═════ GIVEN DATA ═════

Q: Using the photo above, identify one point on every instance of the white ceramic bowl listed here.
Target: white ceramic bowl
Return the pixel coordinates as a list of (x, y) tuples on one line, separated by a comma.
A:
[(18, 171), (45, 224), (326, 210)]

═════

◆ **EXERCISE BRIEF**: Write out the rows above word for word, with no changes.

◆ **RESULT BELOW**:
Q: Using the photo above, identify one point on every instance of the white ceramic bowl listed here.
Target: white ceramic bowl
Return the pixel coordinates as a list of (x, y) tuples on one line, separated by a comma.
A:
[(18, 171), (45, 224), (326, 210)]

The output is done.